● Extrait de page:

········

Carrefour 2022 : Contes et légendes – Humains et humanoïdes en construction
Carrefour 2022 : Contes et légendes – Humains et humanoïdes en construction
Cinquième spectacle de Joël Pommerat à être présenté au Carrefour international de théâtre de Québec, Contes et légendes, une production de la Compagnie Louis Brouillard (Paris), est un objet théâtral tout à fait fascinant qui oscille sur le fragile équilibre entre la réalité et l’étrangeté à travers des scènes où des jeunes développent des liens affectifs plus stables et plus harmonieux avec des robots plutôt qu’avec leurs pairs ou leurs propres parents. Dans cette œuvre extrêmement bien rodée, l’auteur et metteur en scène explore le monde de l’enfance et de l’adolescence à travers plusieurs tableaux qui attirent l’attention sur les relations sociales et familiales, sur l’apprentissage et la construction de l’identité ainsi que sur les rapports entre la féminité et la masculinité.

········

● Liste des tâches:
a – Traduisez en anglais cette phrase de l'extrait sur Contes et légendes : « Dans cette œuvre extrêmement bien rodée, l’auteur et metteur en scène explore le monde de l’enfance et de l’adolescence à travers plusieurs tableaux qui attirent l’attention sur les relations sociales et familiales, sur l’apprentissage et la construction de l’identité ainsi que sur les rapports entre la féminité et la masculinité. »
b – D'après l'extrait sur Contes et légendes, les affirmations suivantes sont-elles exactes ? Pour chacune, répondez par oui ou par non et citez les mots de l'extrait qui tranchent la question. (i) Contes et légendes est le cinquième spectacle de Joël Pommerat présenté au Carrefour international de théâtre de Québec. (ii) Dans les scènes, les jeunes nouent des liens plus harmonieux avec leurs parents qu'avec des robots. (iii) Le spectacle est une production d'une compagnie de Montréal.
Les entrées de données constituent un matériel distinct de l'extrait sur Contes et légendes.

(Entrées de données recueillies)

········

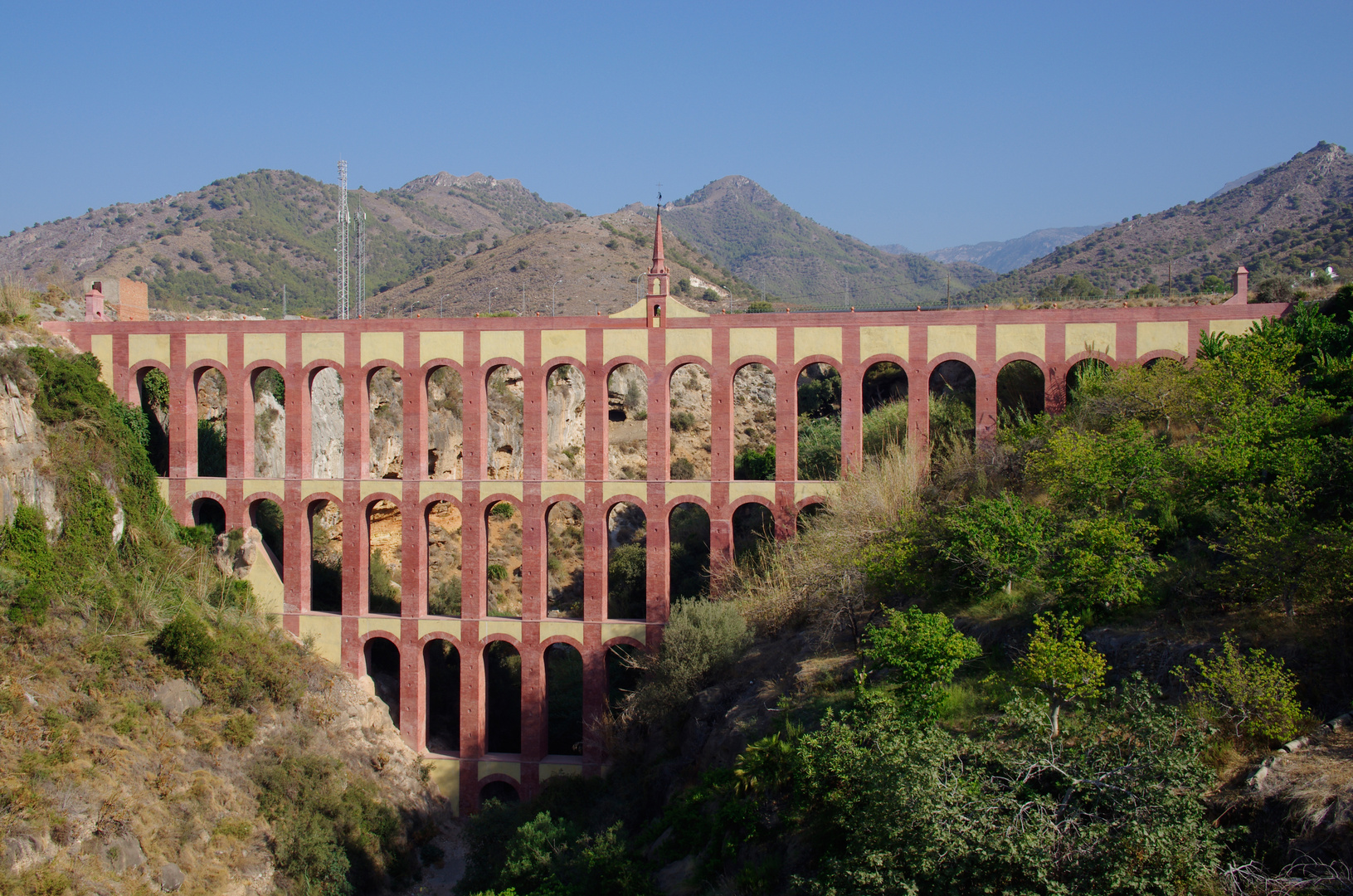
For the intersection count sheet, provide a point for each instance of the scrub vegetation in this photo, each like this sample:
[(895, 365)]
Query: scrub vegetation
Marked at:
[(1048, 666)]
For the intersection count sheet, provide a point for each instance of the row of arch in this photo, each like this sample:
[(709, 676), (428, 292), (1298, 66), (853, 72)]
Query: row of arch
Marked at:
[(757, 409), (625, 553)]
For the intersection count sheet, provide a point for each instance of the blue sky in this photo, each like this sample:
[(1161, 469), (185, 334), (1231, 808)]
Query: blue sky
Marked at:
[(927, 124)]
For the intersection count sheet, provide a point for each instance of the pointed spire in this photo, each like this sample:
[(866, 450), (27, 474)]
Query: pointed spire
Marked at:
[(659, 263)]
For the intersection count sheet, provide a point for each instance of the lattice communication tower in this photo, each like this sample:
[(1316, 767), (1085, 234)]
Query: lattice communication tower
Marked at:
[(344, 225)]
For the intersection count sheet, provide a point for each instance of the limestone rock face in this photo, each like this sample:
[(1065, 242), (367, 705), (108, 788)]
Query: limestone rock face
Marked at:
[(386, 402), (566, 403), (326, 426), (23, 458), (176, 697), (270, 437)]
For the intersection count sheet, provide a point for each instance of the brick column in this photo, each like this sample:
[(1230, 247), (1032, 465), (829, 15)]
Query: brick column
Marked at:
[(720, 409)]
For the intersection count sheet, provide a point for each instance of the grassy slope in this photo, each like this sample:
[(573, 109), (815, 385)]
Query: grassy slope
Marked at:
[(1290, 220)]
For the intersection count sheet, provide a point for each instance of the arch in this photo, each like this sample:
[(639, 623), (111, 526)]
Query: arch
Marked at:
[(563, 700), (208, 512), (885, 392), (325, 518), (953, 407), (208, 389), (268, 386), (1020, 389), (754, 529), (499, 786), (819, 411), (385, 543), (502, 572), (623, 670), (268, 518), (564, 557), (502, 697), (566, 415), (152, 396), (626, 561), (325, 389), (626, 429), (445, 421), (754, 421), (690, 396), (385, 422), (441, 713), (1089, 363), (688, 554), (505, 433), (444, 525), (381, 658)]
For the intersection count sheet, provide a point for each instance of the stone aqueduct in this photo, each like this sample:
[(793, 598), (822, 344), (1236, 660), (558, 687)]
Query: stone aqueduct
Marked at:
[(656, 334)]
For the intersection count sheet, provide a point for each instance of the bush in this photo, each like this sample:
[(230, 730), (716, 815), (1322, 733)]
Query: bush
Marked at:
[(701, 639), (186, 645), (1254, 694)]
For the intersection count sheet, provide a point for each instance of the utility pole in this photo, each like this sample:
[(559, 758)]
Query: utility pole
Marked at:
[(341, 249)]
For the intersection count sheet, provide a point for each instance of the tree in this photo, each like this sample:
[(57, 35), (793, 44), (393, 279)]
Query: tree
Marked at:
[(1059, 664), (1102, 561), (1254, 694), (996, 540), (923, 651)]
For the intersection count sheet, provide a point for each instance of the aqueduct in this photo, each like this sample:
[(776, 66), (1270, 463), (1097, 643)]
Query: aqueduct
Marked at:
[(504, 694)]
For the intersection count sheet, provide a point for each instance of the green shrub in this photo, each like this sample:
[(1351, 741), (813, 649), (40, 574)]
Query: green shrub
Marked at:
[(240, 730), (1254, 694), (445, 600), (186, 645), (700, 640)]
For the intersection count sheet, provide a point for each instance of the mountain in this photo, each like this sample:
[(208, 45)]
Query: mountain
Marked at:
[(578, 265), (236, 242), (1011, 253), (761, 240), (1288, 220)]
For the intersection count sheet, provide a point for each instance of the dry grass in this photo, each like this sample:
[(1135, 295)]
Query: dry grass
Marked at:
[(815, 578)]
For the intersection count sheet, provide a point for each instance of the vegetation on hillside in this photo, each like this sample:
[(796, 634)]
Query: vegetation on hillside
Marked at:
[(105, 611), (1284, 225), (971, 689)]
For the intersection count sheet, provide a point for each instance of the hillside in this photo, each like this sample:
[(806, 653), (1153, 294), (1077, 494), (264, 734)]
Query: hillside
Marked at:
[(1007, 255), (761, 240), (1288, 220), (236, 242), (591, 263)]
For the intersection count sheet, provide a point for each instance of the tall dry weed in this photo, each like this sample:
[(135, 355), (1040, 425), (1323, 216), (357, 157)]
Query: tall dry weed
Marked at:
[(815, 578)]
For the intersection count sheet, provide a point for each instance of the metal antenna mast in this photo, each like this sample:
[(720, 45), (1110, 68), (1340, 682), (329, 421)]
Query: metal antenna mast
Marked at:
[(362, 261), (341, 249)]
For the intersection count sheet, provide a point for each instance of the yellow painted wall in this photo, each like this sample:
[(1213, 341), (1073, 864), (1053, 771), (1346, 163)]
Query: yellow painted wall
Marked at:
[(201, 345), (315, 345), (698, 343), (502, 344), (143, 347), (1155, 336), (1093, 338), (885, 340), (441, 344), (563, 343), (328, 632), (817, 340), (265, 347), (945, 338), (387, 345), (755, 340), (616, 343), (1020, 338)]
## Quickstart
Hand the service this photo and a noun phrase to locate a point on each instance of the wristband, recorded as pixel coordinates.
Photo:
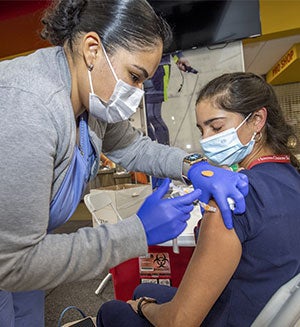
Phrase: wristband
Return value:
(144, 300)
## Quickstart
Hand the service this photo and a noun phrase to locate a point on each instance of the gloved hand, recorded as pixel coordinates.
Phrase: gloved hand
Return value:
(165, 219)
(220, 184)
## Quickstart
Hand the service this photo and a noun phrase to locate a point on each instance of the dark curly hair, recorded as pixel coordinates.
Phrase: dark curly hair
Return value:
(130, 24)
(245, 93)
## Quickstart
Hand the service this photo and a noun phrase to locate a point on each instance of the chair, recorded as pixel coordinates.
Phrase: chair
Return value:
(283, 309)
(103, 211)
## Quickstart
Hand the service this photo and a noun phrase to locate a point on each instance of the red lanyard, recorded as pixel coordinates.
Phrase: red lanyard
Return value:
(275, 158)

········

● Réponses aux tâches:
a – In this extremely well-honed work, the author and director explores the world of childhood and adolescence through several scenes that draw attention to social and family relationships, to learning and the construction of identity, and to the relationships between femininity and masculinity.

b –
(i) Oui : « Cinquième spectacle de Joël Pommerat à être présenté au Carrefour international de théâtre de Québec ».
(ii) Non : « des liens affectifs plus stables et plus harmonieux avec des robots plutôt qu’avec leurs pairs ou leurs propres parents ».
(iii) Non : « une production de la Compagnie Louis Brouillard (Paris) ».